■ Reading passage ■
------------------------------------
MySale is a leading international online retailer with established online flash sales and retail websites in Australia, New Zealand, South-East Asia and the United Kingdom. Founded in 2007, the Group provides customers with access to outstanding brands and products at discounted prices whilst simultaneously providing brand partners unique international inventory and sales solutions.

The Group's flash sales websites host time limited sales in each of its territories. These flash sales are focused on fashion, apparel, health, beauty and homeware categories and are predominantly undertaken on a consignment inventory basis. The retail websites operate in Australia and focus on similar product categories using mostly drop-shipped inventory.

Customers' shopping experiences are enhanced by the Group's deployment of leading edge technology to ensure personalised and localised product offerings. Customer convenience has been at the heart of the Group's technology development since the earliest days and now mobile commerce is the Group's main sales channel.

The Group's online sales are supported by a robust and flexible network of in-house supply chain infrastructure and technology that enables MySale to offer products from around the world for sale and delivery to customers in each territory.

As a result of these exceptional capabilities in inventory management and international sales MySale has built an enviable portfolio of over 2,500 brand partners from whom products are sourced.

The Group operates websites under a number of different brands all of which operate on a uniform technology platform and a single international logistics infrastructure.

The Group's flash sales brands are; OzSale and BuyInvite in Australia; NzSale in New Zealand; SingSale in Singapore; MySale in Australia, New Zealand Malaysia, Thailand, the Philippines, the United Kingdom and Hong Kong, and Cocosa in the United Kingdom, Australia and New Zealand; whilst the Group's retail websites are Deals Direct, OO.com and Top Buy in Australia.

Chairman's statement

I am delighted to present my second set of full-year results to shareholders. The year to 30 June 2016 has been a key one for the group; we have restored profitability and returned MySale to a growth path. We have now exited the stabilisation phase and are looking forwards with confidence.

During the year the group made good progress against the goals we had set ourselves and this is reflected in the much improved financial performance. The achievements of the year are due to the focus, hard work and dedication of the entire MySale team and their contribution deserves recognition and thanks.
------------------------------------
■ Provided data ■
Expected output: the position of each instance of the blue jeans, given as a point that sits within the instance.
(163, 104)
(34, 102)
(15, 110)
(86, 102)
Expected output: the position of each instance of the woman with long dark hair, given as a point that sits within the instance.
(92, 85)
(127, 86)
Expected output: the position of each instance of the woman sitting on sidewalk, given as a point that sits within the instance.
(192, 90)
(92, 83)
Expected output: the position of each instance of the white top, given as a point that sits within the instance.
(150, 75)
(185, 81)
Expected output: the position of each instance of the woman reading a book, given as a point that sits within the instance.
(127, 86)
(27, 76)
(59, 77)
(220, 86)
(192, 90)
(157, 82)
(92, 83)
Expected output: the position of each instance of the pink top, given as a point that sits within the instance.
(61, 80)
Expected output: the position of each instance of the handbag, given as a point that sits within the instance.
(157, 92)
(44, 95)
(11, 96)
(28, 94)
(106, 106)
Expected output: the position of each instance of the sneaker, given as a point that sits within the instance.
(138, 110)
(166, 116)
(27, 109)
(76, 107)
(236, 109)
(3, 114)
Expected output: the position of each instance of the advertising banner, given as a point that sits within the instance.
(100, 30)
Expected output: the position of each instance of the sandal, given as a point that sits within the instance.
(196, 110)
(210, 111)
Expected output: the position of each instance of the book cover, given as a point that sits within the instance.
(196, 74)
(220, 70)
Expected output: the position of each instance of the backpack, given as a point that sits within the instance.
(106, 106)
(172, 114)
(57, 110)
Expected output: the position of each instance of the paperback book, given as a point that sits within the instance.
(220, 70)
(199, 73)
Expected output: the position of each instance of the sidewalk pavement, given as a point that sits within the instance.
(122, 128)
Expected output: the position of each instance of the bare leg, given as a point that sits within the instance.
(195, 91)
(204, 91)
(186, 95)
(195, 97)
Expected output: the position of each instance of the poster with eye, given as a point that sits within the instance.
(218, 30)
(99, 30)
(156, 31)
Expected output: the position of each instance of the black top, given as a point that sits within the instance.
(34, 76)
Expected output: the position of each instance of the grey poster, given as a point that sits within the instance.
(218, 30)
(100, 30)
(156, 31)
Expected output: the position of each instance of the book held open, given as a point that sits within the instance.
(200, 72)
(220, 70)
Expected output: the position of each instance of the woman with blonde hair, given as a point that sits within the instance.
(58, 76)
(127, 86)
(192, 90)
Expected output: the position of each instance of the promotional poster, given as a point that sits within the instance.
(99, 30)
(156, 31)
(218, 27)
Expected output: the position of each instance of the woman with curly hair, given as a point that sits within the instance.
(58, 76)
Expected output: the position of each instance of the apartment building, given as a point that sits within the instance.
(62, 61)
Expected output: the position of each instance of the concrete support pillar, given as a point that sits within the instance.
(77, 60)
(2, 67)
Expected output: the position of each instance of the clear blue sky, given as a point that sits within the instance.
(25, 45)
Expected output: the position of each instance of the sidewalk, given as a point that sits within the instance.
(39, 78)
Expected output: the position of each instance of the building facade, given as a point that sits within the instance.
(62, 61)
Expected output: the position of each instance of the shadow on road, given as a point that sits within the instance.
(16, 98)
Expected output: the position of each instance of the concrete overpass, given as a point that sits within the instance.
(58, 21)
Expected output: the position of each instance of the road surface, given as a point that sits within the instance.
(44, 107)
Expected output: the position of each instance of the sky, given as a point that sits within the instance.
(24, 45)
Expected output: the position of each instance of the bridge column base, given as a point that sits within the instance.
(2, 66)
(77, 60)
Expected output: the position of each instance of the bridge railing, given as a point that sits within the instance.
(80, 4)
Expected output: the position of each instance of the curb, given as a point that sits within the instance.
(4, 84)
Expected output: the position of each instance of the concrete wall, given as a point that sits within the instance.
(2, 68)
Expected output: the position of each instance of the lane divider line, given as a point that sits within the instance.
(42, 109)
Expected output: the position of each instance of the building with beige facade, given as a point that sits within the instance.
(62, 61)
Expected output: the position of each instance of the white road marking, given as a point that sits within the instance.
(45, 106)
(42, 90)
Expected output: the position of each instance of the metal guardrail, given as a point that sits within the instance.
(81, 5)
------------------------------------
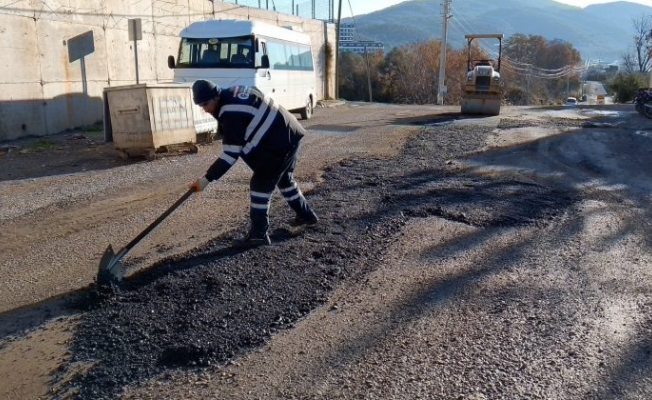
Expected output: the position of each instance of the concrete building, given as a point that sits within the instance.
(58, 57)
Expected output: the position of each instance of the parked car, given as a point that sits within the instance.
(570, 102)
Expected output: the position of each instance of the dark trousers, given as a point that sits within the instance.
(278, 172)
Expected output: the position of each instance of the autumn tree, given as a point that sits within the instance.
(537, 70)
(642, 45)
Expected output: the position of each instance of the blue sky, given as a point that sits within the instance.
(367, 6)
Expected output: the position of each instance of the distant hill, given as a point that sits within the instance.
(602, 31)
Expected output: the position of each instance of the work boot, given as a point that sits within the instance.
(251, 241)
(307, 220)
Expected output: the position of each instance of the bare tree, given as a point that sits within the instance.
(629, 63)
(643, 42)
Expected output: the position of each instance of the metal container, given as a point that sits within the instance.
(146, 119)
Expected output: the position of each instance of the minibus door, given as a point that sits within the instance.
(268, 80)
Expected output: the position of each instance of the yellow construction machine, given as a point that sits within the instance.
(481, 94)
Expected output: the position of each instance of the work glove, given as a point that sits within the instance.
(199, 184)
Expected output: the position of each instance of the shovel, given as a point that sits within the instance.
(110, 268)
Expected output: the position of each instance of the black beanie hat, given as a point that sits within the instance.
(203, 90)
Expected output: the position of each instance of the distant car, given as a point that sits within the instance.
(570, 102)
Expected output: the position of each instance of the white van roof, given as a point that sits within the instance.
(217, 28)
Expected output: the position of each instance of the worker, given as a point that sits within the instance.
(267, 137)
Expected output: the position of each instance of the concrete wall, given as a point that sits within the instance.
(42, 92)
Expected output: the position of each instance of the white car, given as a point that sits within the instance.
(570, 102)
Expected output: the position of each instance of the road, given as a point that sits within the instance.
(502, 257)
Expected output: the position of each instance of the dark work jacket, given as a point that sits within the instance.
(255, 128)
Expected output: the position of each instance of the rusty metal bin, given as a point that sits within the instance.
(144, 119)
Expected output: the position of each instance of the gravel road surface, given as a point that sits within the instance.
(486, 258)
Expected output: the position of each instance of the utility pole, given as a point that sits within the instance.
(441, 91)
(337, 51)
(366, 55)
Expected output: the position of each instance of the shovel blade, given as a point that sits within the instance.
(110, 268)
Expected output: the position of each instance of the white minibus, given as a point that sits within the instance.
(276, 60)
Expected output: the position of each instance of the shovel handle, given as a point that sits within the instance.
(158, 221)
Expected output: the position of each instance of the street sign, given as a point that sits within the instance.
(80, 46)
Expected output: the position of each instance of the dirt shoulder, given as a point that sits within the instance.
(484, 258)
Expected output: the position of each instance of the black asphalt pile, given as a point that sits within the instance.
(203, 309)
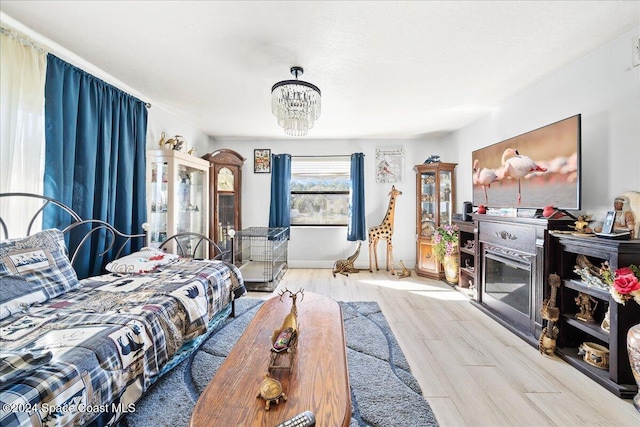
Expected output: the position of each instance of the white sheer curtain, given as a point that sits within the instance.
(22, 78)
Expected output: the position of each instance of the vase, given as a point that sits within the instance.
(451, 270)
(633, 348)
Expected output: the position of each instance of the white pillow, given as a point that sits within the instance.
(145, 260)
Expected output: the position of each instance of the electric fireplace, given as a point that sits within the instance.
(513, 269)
------------------------------------
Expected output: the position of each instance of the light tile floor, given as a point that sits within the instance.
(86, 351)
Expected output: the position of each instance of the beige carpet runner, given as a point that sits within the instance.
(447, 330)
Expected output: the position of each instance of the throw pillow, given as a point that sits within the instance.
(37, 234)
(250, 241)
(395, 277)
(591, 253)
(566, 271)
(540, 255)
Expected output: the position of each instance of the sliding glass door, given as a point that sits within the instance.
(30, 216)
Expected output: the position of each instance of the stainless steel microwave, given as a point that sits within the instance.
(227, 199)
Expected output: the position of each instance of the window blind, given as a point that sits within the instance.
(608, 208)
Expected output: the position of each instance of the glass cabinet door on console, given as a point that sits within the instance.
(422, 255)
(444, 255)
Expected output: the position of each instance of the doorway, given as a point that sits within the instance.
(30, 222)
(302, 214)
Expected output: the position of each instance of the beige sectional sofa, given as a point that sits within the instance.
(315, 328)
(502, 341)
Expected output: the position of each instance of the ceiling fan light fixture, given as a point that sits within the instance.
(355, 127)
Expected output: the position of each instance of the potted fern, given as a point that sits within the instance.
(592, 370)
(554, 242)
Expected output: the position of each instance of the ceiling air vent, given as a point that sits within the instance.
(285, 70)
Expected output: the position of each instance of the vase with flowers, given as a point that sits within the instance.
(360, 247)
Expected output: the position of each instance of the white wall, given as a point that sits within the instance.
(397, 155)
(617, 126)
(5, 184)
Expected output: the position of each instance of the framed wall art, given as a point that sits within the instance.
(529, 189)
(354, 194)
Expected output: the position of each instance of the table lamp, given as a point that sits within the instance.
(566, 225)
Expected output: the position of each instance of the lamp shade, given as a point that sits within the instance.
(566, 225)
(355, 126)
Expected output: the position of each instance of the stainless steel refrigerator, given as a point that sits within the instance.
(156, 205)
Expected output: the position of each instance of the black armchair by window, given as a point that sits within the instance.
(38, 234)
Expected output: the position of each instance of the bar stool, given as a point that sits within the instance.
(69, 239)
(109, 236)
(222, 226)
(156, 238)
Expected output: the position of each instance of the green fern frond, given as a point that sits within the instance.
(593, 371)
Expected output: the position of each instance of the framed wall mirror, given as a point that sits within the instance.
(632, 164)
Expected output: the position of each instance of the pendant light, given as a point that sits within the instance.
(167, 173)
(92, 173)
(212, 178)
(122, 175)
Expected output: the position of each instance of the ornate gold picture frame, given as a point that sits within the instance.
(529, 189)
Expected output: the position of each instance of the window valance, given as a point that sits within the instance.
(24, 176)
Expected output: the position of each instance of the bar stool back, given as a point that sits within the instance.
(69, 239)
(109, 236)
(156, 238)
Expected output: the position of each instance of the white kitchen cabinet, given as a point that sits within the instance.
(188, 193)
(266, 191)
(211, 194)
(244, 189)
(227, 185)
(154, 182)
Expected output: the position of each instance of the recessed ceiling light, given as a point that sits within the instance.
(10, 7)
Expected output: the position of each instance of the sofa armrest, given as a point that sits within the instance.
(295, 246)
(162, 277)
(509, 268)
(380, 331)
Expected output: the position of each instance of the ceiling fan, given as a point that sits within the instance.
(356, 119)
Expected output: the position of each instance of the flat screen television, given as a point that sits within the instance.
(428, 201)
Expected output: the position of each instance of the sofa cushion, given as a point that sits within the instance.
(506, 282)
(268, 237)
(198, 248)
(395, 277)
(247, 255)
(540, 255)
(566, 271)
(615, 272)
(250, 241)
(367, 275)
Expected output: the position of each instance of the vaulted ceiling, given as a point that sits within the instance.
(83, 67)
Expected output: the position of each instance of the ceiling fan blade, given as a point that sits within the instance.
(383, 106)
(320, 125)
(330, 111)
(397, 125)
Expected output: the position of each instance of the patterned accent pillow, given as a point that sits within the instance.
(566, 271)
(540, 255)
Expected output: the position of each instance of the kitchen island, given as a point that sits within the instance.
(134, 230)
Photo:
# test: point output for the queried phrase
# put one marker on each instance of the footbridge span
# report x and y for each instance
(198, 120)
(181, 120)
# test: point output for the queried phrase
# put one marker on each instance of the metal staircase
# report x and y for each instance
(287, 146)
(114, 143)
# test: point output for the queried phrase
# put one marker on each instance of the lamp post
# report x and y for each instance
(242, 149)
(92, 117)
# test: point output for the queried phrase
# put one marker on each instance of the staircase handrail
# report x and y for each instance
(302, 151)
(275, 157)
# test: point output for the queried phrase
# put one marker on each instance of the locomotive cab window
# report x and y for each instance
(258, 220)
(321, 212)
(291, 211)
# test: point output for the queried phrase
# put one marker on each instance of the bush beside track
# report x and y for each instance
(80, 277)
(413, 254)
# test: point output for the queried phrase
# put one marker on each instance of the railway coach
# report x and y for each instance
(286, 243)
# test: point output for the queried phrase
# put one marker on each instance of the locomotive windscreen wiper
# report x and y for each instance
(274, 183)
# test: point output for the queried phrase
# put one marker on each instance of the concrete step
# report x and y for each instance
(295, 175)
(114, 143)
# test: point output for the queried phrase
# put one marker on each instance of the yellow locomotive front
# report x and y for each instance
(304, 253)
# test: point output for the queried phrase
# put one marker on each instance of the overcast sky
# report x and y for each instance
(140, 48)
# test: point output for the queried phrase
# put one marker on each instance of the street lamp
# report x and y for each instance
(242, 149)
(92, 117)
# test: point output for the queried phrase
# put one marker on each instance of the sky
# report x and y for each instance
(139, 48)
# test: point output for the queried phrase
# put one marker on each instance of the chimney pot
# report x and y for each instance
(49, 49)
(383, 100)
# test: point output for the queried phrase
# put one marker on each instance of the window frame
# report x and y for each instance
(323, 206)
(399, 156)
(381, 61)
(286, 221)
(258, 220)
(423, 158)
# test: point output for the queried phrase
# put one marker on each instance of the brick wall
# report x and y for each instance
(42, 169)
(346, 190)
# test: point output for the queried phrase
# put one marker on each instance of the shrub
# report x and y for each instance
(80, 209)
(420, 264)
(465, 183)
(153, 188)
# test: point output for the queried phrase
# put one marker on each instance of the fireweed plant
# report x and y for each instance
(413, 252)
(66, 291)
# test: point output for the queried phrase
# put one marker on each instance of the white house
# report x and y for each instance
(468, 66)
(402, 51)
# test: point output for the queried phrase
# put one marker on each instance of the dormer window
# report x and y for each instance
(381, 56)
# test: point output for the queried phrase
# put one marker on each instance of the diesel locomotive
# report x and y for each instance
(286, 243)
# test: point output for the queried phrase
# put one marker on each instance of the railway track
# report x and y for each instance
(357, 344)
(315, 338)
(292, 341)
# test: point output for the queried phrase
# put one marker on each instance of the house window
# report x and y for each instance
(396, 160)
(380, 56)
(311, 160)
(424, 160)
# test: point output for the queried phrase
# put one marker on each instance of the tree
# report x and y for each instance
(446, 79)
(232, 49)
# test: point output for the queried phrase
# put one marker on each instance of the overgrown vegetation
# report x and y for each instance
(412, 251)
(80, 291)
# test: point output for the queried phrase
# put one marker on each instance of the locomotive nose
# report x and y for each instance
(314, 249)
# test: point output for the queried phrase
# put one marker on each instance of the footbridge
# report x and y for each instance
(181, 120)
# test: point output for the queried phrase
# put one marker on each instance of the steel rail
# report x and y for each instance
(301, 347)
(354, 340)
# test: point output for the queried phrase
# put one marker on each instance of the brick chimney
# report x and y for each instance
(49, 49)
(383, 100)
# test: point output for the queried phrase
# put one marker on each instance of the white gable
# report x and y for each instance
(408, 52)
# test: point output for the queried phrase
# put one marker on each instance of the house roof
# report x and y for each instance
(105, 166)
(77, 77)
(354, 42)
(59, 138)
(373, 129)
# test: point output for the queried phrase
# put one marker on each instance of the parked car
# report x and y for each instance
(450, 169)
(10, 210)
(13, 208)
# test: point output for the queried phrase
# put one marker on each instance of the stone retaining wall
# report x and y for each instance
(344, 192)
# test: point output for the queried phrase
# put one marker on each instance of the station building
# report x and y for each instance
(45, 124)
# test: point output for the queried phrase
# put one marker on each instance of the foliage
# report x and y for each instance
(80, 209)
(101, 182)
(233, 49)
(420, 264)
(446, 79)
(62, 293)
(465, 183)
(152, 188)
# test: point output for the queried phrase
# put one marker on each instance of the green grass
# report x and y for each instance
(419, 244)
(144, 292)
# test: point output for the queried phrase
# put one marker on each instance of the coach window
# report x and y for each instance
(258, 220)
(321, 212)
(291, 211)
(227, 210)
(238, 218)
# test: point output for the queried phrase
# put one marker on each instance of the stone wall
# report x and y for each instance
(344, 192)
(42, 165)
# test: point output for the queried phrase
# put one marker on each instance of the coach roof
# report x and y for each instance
------------------------------------
■ Given task A ■
In the MySale text, what year was the Group founded?
■ Given task B ■
From the MySale text, print the passage that begins at the words "As a result" and stops after "international logistics infrastructure.".
■ Given task C ■
Carry on the MySale text, picking up after its final sentence.

■ Reply A ■
2007

■ Reply B ■
As a result of these exceptional capabilities in inventory management and international sales MySale has built an enviable portfolio of over 2,500 brand partners from whom products are sourced.

The Group operates websites under a number of different brands all of which operate on a uniform technology platform and a single international logistics infrastructure.

■ Reply C ■
Our strategy is clear - we will drive profitability in our core ANZ market and focus on growth in our less developed markets in South-East Asia and the United Kingdom. We aim to drive increased activity with existing customers, grow our active base and increase profitability whilst re-investing for growth. We already have well invested technology and distribution platforms, but will continue the process of improvement to raise the bar for our customers and global brand partners. Our partnership with Sports Direct is testimony to the quality of the solutions that we provide to our partners.

Whilst the peak trading period lies ahead at this early stage we are performing ahead of our expectations for the current financial year and have a number of exciting new initiatives in place which will support our future growth.

Iain McDonald

Chairman

London

27 September 2016

Review of operations by the Chief Executive Officer

MySale Group Plc ('group') has made good progress in the financial year to 30 June 2016 (FY2015-16) as planned strategic initiatives have delivered improved financial performance and positioned the group for further, profitable, growth. The group has now grown underlying EBITDA in each of the last three half year periods.

In the 12 months to 30 June 2016 the group's revenue rose 7% to A$252.3 million (2015: A$235.9 million) and gross profit increased 21% to A$66.7 million (2015: A$55.2 million) following a 300bp improvement in gross margin to 26% (2015: 23%). This growth in both revenue and gross profit accelerated across the financial year.

 
                   FY2015-16              growth vs 2015               FY2014-15 
 A$ 000's    Revenue   Gross Profit   Revenue   Gross Profit       Revenue   Gross Profit 
----------  --------  -------------  --------  -------------  ------------  ------------- 
 
 Group       252,289      66,656          +7%           +21%    235,853         55,232 
 ANZ         210,710      57,060          +3%           +12%    205,340         50,879 
 S-E Asia     31,590         7,546       +20%          +117%      26,333           3,472 
 ROW           9,989         2,050      +139%          +133%         4,180            881 
----------  --------  -------------  --------  -------------  ------------  ------------- 
 

The rate of revenue and gross profit growth progressively strengthened during the financial year driven by the group's clear strategy to provide exceptional value and choice to our customers and supported by the group's proven digital marketing activities, efficient international operations and flexible technology platform.

The improved trading performance combined with the previously reduced overhead base saw the group generate positive underlying EBITDA of A$5.5 million for the year, in contrast to the underlying loss incurred in the previous financial year (2015: EBITDA loss of A$9.5 million).

During the year the group continued its strategic plan to prioritise growth of gross margins and secure higher lifetime-value customers in all territories by curtailing postage promotions, improving the merchandising and increasing the proportion of own buy inventory.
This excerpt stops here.